─── DATA FOR THIS EXERCISE ───

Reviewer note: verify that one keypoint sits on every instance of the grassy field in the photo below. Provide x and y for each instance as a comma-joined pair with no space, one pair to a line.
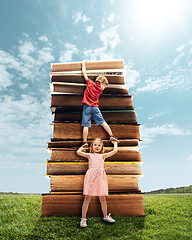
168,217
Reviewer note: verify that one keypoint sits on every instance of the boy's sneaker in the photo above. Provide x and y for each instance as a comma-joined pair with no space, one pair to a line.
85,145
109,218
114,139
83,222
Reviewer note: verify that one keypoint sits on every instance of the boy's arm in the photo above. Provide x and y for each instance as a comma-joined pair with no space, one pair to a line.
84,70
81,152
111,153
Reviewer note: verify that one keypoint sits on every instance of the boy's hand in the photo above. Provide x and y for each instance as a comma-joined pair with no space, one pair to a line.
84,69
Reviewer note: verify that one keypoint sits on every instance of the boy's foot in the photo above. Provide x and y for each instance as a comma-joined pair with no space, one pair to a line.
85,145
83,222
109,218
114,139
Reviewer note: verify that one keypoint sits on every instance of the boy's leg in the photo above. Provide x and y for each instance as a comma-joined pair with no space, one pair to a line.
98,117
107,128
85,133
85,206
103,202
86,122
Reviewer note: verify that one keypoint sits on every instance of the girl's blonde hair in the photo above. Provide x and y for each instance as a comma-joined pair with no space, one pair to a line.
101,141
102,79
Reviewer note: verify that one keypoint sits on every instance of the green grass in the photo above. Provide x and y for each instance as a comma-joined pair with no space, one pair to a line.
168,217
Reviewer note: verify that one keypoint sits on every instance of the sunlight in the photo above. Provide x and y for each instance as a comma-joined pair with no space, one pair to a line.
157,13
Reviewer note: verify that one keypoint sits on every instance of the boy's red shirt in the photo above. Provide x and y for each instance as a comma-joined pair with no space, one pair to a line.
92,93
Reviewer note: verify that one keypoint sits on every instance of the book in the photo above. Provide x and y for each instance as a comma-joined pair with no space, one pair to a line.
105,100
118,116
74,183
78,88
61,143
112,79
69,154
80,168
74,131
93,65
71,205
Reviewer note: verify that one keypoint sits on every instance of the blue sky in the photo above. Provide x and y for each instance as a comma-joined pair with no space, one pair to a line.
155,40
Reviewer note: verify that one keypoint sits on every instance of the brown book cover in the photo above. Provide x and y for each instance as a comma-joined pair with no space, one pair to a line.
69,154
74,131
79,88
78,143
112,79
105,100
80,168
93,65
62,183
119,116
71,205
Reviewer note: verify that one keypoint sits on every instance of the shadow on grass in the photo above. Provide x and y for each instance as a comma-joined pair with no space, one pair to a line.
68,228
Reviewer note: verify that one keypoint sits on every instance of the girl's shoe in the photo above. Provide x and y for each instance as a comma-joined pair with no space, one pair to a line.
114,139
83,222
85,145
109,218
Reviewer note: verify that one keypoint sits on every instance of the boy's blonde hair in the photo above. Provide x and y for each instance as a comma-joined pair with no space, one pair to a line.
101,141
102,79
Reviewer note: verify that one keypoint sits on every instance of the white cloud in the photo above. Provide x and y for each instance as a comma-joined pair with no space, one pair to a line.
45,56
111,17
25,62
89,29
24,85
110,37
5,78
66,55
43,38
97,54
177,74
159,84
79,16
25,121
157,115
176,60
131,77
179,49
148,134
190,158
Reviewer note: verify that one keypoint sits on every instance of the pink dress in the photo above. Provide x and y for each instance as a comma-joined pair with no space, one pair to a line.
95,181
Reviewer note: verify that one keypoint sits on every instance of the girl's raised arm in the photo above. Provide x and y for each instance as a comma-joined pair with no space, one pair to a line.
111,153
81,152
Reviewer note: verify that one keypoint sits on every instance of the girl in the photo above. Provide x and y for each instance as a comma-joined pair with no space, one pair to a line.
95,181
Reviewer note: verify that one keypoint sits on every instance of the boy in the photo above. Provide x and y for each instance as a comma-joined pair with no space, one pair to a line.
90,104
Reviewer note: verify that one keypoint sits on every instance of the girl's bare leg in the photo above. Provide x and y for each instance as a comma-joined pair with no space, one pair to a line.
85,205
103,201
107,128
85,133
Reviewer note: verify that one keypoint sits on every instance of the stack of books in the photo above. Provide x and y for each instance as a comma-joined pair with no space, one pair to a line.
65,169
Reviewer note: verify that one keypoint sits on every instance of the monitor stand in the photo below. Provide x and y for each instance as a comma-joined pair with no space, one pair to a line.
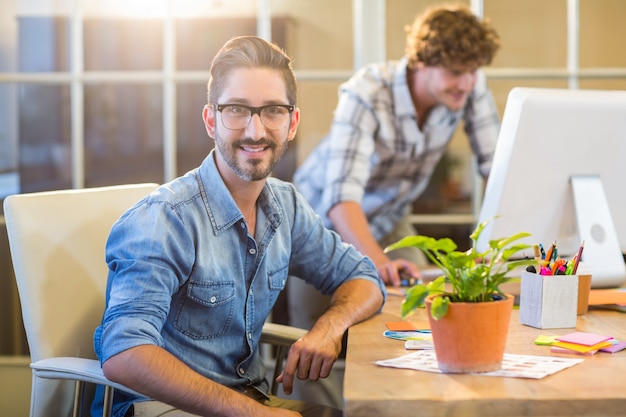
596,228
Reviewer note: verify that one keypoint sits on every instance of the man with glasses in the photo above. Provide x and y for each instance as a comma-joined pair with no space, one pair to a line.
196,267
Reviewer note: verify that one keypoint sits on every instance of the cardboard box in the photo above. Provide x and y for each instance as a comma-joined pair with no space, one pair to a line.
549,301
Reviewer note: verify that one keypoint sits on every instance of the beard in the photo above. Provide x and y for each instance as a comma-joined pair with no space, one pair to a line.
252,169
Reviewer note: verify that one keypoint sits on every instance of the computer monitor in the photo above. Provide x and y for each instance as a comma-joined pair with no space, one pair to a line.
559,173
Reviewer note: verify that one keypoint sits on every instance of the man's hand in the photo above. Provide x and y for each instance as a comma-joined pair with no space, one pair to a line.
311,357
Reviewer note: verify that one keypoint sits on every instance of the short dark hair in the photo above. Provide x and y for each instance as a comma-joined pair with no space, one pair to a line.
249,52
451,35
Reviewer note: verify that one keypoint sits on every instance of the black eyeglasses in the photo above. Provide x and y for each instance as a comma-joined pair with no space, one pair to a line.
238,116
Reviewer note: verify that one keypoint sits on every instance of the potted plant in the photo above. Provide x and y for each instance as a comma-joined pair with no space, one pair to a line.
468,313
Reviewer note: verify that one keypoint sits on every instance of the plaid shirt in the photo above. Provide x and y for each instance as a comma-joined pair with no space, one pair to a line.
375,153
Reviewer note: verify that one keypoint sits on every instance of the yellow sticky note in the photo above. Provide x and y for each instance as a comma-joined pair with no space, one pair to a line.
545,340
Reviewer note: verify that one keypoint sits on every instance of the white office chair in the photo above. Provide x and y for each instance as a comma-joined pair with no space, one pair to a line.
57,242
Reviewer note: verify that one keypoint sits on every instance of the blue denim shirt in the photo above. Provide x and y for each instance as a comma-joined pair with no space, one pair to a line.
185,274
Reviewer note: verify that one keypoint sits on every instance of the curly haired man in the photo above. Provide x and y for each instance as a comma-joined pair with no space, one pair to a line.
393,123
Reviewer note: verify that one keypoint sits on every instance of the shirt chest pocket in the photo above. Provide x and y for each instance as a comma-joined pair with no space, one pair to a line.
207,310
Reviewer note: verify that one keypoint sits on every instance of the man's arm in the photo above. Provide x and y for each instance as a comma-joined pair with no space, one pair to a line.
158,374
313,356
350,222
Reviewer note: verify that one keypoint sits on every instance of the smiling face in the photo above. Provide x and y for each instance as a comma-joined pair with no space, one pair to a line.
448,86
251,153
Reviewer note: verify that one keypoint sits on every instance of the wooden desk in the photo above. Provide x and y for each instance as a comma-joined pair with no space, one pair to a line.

───

**CHALLENGE**:
Repeat the rows exactly, starting at the line that contains "of the smiling" and continuing through the final line of the rows.

**EXERCISE RESULT**:
Reviewer note: verify that one keypoint sits on every instance of the smiling face in the photo above. Provide x and y for each instance as a comma-joined pair with no space, one pair to a line.
448,86
251,153
Reviewer note: verify that one keypoint sits on every instance of the wooden desk in the photo above. Provide x and y for each instance as a comma-joined pair with no space, one pair to a line.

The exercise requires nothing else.